-- Opening Marker --
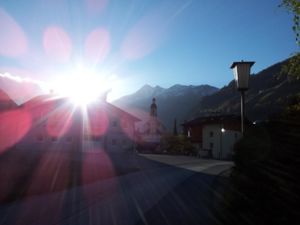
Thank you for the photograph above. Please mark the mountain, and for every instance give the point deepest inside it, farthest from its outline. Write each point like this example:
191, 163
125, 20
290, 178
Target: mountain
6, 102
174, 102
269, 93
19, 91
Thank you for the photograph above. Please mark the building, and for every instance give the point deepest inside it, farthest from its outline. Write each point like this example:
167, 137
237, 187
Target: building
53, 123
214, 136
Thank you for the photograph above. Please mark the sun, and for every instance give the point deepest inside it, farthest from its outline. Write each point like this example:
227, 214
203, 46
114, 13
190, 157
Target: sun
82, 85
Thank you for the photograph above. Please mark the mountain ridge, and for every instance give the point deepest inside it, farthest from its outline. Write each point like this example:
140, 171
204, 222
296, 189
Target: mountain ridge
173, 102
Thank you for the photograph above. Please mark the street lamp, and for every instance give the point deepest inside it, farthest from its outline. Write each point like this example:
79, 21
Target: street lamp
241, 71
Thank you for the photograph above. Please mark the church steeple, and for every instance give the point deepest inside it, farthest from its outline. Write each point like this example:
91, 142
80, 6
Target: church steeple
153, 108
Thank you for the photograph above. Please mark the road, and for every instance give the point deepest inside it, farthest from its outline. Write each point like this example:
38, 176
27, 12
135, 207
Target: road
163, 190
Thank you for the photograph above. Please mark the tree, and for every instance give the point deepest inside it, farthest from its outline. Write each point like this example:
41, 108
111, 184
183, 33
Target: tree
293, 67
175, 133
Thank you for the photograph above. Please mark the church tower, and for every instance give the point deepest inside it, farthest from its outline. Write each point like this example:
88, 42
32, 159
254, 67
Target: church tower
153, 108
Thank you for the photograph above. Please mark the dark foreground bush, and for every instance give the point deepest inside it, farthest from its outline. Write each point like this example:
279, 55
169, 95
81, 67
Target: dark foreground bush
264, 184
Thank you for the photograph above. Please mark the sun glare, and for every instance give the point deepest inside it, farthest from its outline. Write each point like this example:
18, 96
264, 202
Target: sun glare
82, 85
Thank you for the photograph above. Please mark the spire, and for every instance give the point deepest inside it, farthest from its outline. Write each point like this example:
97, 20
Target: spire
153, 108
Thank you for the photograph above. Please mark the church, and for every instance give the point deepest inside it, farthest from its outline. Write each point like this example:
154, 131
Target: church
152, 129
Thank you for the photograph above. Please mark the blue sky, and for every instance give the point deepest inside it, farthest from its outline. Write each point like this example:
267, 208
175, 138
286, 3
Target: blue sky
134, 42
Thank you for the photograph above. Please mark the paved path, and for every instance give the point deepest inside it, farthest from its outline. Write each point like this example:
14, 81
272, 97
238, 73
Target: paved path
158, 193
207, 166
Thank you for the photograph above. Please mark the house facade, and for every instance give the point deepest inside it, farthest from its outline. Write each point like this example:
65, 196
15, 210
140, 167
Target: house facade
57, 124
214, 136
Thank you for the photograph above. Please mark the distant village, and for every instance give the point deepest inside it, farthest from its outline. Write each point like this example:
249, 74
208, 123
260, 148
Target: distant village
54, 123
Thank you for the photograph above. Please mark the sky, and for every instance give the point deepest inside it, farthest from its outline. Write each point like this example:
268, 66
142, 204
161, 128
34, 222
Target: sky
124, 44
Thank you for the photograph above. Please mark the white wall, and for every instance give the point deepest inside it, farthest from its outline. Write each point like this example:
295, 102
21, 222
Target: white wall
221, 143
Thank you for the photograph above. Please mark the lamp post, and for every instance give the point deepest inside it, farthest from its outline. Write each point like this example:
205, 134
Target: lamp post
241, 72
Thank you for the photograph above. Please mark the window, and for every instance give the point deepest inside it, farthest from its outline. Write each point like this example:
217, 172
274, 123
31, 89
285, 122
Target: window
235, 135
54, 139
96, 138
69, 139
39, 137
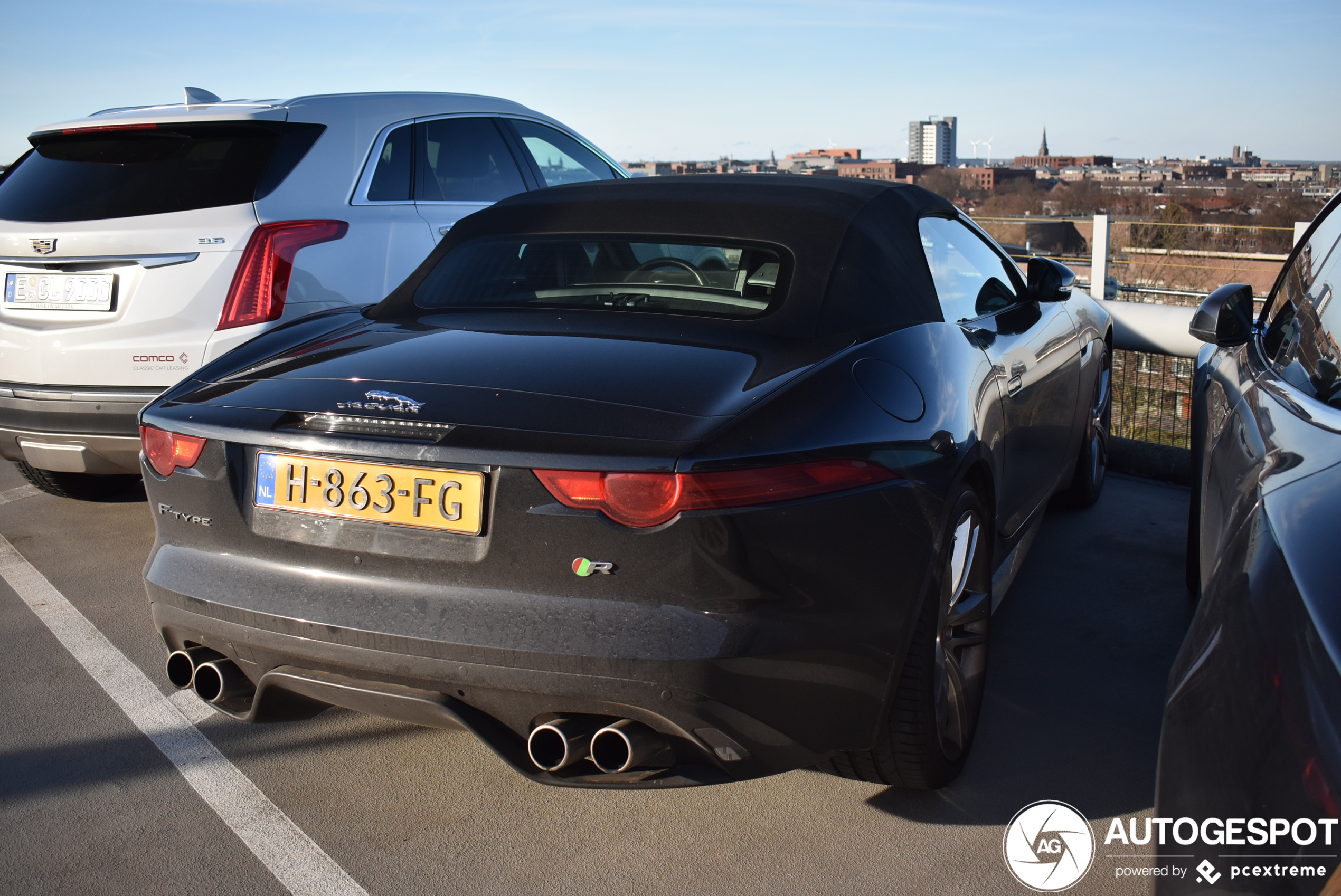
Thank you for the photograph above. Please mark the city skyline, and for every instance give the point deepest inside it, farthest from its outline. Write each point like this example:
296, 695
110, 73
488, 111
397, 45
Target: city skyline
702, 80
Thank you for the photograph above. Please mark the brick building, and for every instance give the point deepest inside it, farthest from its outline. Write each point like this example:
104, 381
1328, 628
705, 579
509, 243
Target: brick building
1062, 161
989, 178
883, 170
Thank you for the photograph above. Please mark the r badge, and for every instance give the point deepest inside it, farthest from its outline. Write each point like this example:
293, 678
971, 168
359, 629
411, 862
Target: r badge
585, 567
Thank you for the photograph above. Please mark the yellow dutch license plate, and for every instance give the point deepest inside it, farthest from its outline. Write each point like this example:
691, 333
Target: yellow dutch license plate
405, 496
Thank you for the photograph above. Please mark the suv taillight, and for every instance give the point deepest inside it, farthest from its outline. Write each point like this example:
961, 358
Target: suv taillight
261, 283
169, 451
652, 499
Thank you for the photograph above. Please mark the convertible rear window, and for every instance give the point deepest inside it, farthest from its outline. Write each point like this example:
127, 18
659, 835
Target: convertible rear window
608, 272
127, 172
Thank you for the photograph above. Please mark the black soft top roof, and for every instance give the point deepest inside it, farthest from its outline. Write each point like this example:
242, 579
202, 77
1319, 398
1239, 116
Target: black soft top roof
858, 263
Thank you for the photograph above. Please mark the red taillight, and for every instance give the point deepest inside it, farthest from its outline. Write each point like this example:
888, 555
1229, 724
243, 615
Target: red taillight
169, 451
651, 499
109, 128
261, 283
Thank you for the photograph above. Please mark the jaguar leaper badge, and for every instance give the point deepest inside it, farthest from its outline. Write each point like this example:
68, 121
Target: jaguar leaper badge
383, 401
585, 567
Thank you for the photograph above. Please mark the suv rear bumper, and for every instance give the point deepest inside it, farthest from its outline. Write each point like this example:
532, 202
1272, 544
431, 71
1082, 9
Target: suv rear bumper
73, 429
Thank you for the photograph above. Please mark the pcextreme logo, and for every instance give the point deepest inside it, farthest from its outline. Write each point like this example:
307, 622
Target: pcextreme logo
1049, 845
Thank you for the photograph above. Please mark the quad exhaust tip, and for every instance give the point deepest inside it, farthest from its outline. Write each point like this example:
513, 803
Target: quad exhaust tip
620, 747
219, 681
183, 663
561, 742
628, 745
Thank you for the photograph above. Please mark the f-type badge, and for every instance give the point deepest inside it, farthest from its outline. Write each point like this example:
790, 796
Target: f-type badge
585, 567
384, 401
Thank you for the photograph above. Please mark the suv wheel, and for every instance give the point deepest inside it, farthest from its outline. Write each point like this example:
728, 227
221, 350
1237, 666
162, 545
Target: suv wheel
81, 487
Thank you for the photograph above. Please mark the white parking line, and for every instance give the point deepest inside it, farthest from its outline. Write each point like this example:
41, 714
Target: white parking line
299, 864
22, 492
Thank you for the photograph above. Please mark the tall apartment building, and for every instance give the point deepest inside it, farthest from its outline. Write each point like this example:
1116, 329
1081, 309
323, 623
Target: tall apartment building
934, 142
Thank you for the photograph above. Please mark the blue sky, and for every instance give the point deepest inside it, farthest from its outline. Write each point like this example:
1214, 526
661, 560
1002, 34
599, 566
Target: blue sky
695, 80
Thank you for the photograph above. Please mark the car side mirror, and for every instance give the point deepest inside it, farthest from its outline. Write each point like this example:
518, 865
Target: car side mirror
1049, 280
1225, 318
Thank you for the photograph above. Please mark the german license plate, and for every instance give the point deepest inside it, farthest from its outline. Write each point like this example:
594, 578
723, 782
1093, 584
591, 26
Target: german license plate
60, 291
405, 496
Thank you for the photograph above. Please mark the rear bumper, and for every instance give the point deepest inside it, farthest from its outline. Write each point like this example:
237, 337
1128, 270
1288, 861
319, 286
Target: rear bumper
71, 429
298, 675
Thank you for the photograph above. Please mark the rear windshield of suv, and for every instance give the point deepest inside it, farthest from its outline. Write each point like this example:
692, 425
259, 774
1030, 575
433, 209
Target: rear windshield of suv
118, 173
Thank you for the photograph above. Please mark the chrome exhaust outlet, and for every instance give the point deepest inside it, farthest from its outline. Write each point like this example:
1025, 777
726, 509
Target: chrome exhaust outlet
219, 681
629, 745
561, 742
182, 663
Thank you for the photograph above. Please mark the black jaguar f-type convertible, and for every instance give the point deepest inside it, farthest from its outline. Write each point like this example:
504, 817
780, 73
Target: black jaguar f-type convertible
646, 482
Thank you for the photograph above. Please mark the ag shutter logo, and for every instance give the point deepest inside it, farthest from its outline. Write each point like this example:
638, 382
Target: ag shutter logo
-- Closing Marker --
-- Opening Marker --
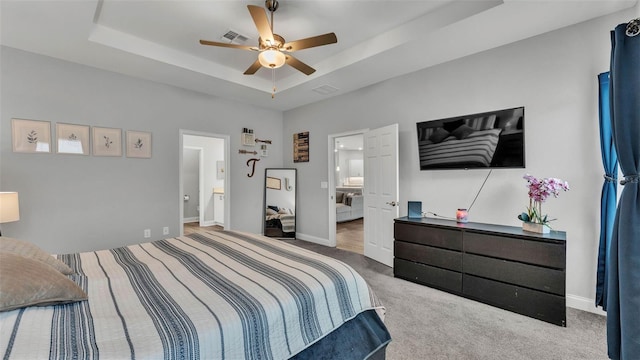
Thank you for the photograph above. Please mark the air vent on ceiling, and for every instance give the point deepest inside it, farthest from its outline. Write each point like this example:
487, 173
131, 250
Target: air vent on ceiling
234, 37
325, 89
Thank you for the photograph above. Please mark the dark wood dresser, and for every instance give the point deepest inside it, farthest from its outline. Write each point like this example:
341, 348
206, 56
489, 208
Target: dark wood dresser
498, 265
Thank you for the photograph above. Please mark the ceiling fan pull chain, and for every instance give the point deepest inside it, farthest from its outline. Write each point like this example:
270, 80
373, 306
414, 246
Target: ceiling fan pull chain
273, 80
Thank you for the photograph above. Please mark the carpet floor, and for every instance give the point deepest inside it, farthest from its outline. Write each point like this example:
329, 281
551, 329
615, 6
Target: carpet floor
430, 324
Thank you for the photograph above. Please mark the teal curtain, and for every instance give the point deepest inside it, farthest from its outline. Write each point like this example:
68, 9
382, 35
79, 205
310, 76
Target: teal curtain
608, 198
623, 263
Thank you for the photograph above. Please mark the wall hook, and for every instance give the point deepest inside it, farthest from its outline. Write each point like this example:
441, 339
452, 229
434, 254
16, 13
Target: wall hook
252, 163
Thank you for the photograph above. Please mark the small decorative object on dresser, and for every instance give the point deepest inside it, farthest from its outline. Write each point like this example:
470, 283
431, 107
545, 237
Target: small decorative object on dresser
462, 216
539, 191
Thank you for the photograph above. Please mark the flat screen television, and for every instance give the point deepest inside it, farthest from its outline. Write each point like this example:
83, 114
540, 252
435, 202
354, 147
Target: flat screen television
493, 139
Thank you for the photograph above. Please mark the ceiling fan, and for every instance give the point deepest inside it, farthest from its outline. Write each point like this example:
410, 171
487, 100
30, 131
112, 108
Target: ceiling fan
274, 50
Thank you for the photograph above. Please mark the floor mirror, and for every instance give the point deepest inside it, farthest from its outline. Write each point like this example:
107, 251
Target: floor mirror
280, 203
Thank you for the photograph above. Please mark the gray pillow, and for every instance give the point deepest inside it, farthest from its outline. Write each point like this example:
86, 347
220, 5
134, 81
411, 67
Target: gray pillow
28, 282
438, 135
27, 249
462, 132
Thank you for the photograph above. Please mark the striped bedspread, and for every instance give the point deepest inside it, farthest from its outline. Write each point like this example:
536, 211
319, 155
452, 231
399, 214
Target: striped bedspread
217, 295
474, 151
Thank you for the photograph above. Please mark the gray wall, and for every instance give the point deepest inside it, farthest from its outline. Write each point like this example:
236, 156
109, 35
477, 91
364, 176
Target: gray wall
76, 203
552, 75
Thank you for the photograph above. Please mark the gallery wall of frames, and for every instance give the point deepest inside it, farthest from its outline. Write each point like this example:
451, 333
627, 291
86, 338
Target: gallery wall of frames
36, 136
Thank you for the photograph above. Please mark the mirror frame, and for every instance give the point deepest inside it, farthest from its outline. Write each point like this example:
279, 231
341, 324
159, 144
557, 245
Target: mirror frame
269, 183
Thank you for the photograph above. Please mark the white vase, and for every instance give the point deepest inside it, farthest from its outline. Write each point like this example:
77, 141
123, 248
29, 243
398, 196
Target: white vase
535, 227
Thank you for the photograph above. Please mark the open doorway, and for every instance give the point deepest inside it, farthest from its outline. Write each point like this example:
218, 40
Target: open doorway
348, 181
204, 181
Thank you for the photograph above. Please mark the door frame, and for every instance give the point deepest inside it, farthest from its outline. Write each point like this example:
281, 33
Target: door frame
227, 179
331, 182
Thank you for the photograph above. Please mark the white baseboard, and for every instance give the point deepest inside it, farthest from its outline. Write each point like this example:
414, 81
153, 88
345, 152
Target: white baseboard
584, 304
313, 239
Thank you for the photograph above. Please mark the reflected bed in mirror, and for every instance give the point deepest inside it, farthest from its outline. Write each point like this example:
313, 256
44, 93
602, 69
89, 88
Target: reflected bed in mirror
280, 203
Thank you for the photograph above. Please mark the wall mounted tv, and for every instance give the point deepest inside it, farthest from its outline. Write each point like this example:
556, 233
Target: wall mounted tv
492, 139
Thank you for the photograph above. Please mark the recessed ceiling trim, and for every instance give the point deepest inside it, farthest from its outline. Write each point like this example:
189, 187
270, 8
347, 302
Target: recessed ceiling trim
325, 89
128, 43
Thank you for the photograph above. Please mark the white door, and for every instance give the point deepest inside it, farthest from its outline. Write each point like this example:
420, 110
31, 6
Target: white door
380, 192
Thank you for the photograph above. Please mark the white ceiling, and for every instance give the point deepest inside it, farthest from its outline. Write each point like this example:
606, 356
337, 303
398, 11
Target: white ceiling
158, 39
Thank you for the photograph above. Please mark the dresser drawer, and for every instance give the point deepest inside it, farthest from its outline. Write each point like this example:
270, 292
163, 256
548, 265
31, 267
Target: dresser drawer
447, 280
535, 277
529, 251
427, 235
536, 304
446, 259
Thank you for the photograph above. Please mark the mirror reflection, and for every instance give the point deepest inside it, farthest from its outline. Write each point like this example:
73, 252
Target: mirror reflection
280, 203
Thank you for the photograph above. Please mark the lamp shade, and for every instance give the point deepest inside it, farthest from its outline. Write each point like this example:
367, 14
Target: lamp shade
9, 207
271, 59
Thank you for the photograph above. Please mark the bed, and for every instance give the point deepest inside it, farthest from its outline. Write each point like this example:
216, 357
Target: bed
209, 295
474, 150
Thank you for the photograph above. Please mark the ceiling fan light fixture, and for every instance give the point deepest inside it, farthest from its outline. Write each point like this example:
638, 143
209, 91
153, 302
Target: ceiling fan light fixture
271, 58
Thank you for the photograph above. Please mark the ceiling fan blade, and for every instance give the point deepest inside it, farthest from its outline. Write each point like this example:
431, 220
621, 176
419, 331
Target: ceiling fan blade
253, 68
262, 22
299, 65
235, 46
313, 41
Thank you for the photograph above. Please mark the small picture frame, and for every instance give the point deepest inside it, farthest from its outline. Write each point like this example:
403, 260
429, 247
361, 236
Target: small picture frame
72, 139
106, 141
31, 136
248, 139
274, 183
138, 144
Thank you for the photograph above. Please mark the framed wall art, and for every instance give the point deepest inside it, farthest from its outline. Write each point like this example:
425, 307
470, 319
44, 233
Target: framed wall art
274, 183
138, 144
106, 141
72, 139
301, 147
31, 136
-- Closing Marker --
__Task description__
What is the number of lines in the listing above that hold "shutter"? Respond with that number and nothing else.

__Result for this exercise__
2